### Stated exercise
Extract every line of the data that contains the string "target".

begin The input

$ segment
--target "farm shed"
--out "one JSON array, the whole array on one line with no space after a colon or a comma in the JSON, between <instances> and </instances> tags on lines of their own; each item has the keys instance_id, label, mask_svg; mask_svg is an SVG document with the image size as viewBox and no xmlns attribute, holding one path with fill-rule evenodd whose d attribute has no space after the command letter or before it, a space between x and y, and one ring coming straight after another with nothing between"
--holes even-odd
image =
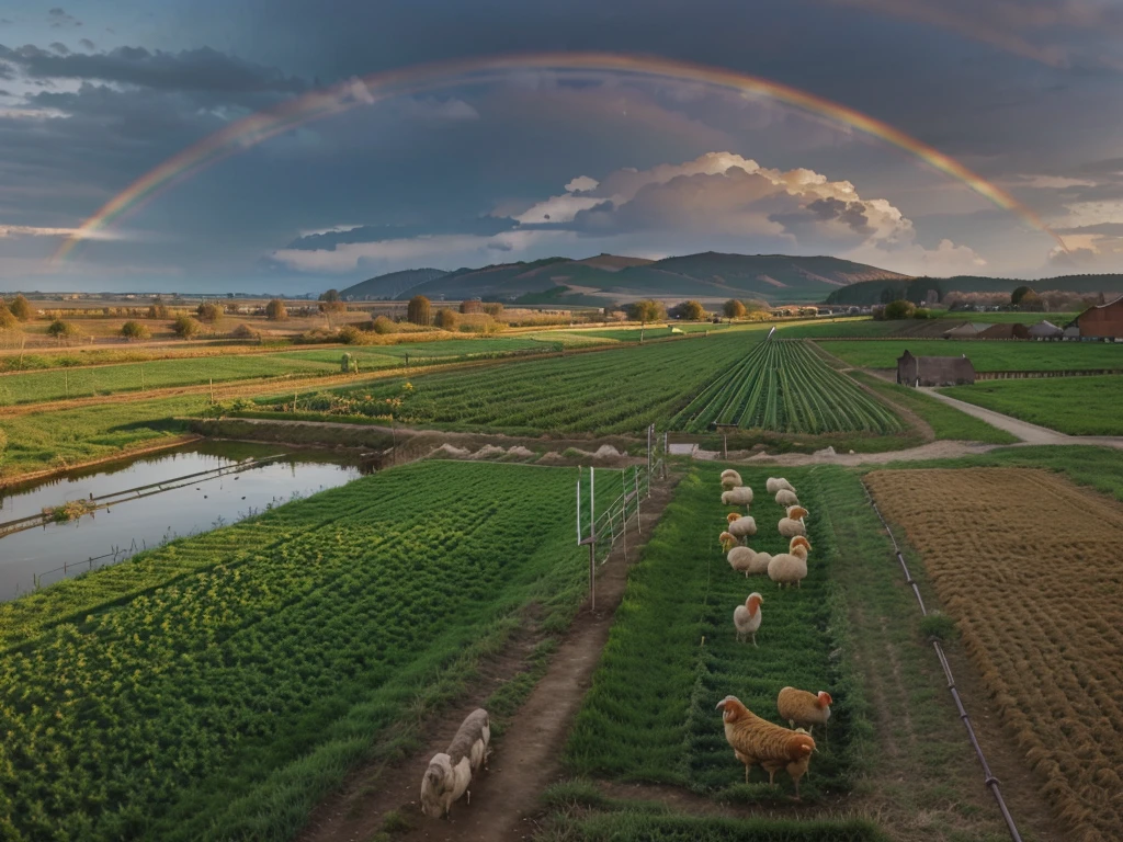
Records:
<instances>
[{"instance_id":1,"label":"farm shed","mask_svg":"<svg viewBox=\"0 0 1123 842\"><path fill-rule=\"evenodd\" d=\"M1065 331L1051 321L1041 320L1030 328L1030 339L1059 339Z\"/></svg>"},{"instance_id":2,"label":"farm shed","mask_svg":"<svg viewBox=\"0 0 1123 842\"><path fill-rule=\"evenodd\" d=\"M1088 308L1076 317L1076 323L1081 337L1123 338L1123 295L1106 304Z\"/></svg>"},{"instance_id":3,"label":"farm shed","mask_svg":"<svg viewBox=\"0 0 1123 842\"><path fill-rule=\"evenodd\" d=\"M975 383L975 366L967 357L897 358L897 383L904 386L960 386Z\"/></svg>"},{"instance_id":4,"label":"farm shed","mask_svg":"<svg viewBox=\"0 0 1123 842\"><path fill-rule=\"evenodd\" d=\"M982 333L987 328L993 327L985 322L974 322L965 321L962 324L952 328L951 330L943 331L943 335L948 339L978 339L979 333Z\"/></svg>"},{"instance_id":5,"label":"farm shed","mask_svg":"<svg viewBox=\"0 0 1123 842\"><path fill-rule=\"evenodd\" d=\"M979 339L1029 339L1030 331L1021 322L992 324L979 332Z\"/></svg>"}]
</instances>

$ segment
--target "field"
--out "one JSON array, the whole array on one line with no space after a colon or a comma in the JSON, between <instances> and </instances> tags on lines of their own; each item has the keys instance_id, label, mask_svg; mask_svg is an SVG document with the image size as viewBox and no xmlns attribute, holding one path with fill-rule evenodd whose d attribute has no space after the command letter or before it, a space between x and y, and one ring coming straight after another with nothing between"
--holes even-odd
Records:
<instances>
[{"instance_id":1,"label":"field","mask_svg":"<svg viewBox=\"0 0 1123 842\"><path fill-rule=\"evenodd\" d=\"M887 339L866 342L824 340L822 347L860 368L896 368L897 357L907 349L916 356L930 357L958 357L966 354L977 372L1123 369L1123 345L1107 342Z\"/></svg>"},{"instance_id":2,"label":"field","mask_svg":"<svg viewBox=\"0 0 1123 842\"><path fill-rule=\"evenodd\" d=\"M287 839L530 601L568 623L573 478L419 464L44 592L3 625L3 838Z\"/></svg>"},{"instance_id":3,"label":"field","mask_svg":"<svg viewBox=\"0 0 1123 842\"><path fill-rule=\"evenodd\" d=\"M1123 376L983 381L940 390L1070 436L1123 436Z\"/></svg>"},{"instance_id":4,"label":"field","mask_svg":"<svg viewBox=\"0 0 1123 842\"><path fill-rule=\"evenodd\" d=\"M804 342L759 342L670 420L703 432L712 423L779 432L895 432L901 419L830 368Z\"/></svg>"},{"instance_id":5,"label":"field","mask_svg":"<svg viewBox=\"0 0 1123 842\"><path fill-rule=\"evenodd\" d=\"M1123 827L1123 509L1024 469L875 472L1067 839ZM1114 797L1113 797L1114 794Z\"/></svg>"},{"instance_id":6,"label":"field","mask_svg":"<svg viewBox=\"0 0 1123 842\"><path fill-rule=\"evenodd\" d=\"M887 383L880 377L874 377L862 372L850 372L850 376L885 395L897 405L920 415L932 428L937 441L982 441L987 445L1013 445L1017 441L1015 436L1011 436L1005 430L992 427L986 421L960 412L955 406L937 401L915 388Z\"/></svg>"}]
</instances>

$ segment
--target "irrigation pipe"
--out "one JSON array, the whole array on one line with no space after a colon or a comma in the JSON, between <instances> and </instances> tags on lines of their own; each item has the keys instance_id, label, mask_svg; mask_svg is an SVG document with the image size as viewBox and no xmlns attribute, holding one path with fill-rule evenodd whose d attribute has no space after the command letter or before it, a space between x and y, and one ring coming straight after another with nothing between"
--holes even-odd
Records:
<instances>
[{"instance_id":1,"label":"irrigation pipe","mask_svg":"<svg viewBox=\"0 0 1123 842\"><path fill-rule=\"evenodd\" d=\"M882 510L877 507L877 503L874 502L874 496L869 493L869 488L866 487L866 483L861 484L862 489L866 492L866 498L869 501L869 505L873 506L874 513L877 519L885 527L885 532L888 534L889 540L893 542L893 551L896 553L897 561L901 562L901 569L905 574L905 584L911 586L913 594L916 595L916 602L920 603L920 613L923 616L928 616L928 608L924 607L924 600L921 598L920 588L916 586L916 580L912 577L909 571L909 565L905 564L905 557L901 552L901 547L897 546L897 539L893 537L893 530L889 529L889 524L886 522L885 516L882 514ZM1014 842L1022 842L1022 834L1017 832L1017 825L1014 824L1014 817L1010 814L1010 809L1006 807L1006 802L1002 797L1002 790L998 787L998 779L990 771L990 766L986 761L986 754L983 753L983 747L979 745L978 738L975 735L975 729L971 726L971 717L967 714L967 708L964 707L964 701L959 696L959 690L956 688L955 676L951 675L951 665L948 663L948 656L943 653L943 647L940 646L940 641L937 638L932 638L932 648L935 650L935 657L940 659L940 667L943 668L943 675L948 679L948 689L951 692L951 698L956 703L956 708L959 711L959 720L964 723L964 727L967 729L967 735L970 738L971 745L975 748L975 756L979 759L979 763L983 765L984 782L994 795L994 799L998 803L998 809L1002 812L1002 817L1006 822L1006 829L1010 831L1010 838Z\"/></svg>"}]
</instances>

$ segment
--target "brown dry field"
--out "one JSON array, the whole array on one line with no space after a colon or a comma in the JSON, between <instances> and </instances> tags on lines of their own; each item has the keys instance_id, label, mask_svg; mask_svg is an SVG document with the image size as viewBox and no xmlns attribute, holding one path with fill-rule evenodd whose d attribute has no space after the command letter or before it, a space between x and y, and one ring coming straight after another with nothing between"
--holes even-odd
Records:
<instances>
[{"instance_id":1,"label":"brown dry field","mask_svg":"<svg viewBox=\"0 0 1123 842\"><path fill-rule=\"evenodd\" d=\"M1023 468L867 483L920 552L1068 838L1123 839L1123 506Z\"/></svg>"}]
</instances>

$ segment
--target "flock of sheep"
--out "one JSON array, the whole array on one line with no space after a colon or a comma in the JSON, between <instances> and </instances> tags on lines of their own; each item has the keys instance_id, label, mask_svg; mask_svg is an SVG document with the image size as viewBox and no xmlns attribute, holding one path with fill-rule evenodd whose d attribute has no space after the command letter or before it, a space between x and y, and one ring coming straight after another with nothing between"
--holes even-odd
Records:
<instances>
[{"instance_id":1,"label":"flock of sheep","mask_svg":"<svg viewBox=\"0 0 1123 842\"><path fill-rule=\"evenodd\" d=\"M732 469L722 472L721 486L723 505L745 506L748 511L752 504L752 488L745 485L740 474ZM719 540L729 566L737 573L743 573L746 578L767 574L778 587L798 587L807 575L807 553L811 551L804 525L807 510L800 505L795 488L787 479L769 477L766 487L768 494L775 496L776 503L785 506L785 516L780 519L777 529L782 537L791 539L787 552L770 556L749 548L745 541L757 533L756 520L736 512L727 518L725 531ZM749 638L752 646L757 644L763 603L764 597L754 592L743 605L738 605L733 611L733 628L738 640ZM815 750L811 731L815 725L825 729L832 703L830 694L824 690L809 693L794 687L783 688L776 698L776 707L780 719L787 720L794 729L789 730L760 719L736 696L725 696L719 702L718 710L722 712L725 725L725 740L733 748L737 759L745 763L745 782L749 782L749 770L754 766L760 766L768 772L769 785L775 782L776 772L784 769L795 784L795 797L798 798L800 779L806 774L811 753Z\"/></svg>"}]
</instances>

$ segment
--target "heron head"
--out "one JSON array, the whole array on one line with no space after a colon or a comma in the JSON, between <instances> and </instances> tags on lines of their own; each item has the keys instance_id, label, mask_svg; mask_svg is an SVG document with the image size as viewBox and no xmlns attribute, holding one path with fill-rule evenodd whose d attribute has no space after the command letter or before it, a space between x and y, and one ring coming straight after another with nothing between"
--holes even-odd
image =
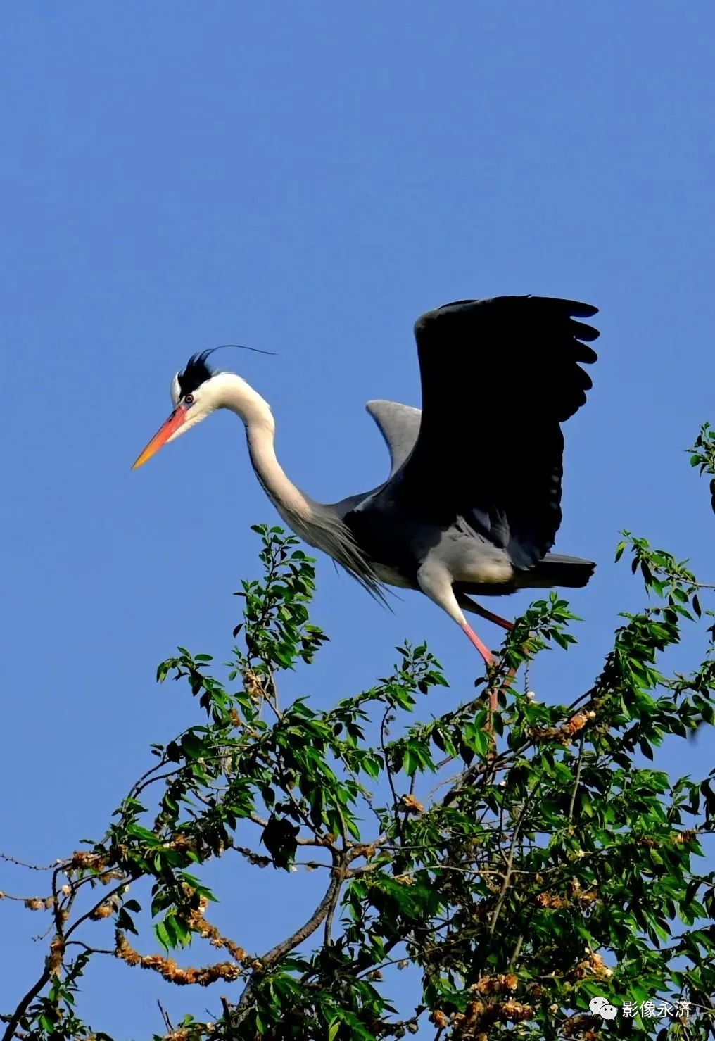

end The input

### In response
--target "farm shed"
--target "field"
--target "irrigation pipe"
--target "brown dry field"
--target "flock of sheep"
--target "heron head"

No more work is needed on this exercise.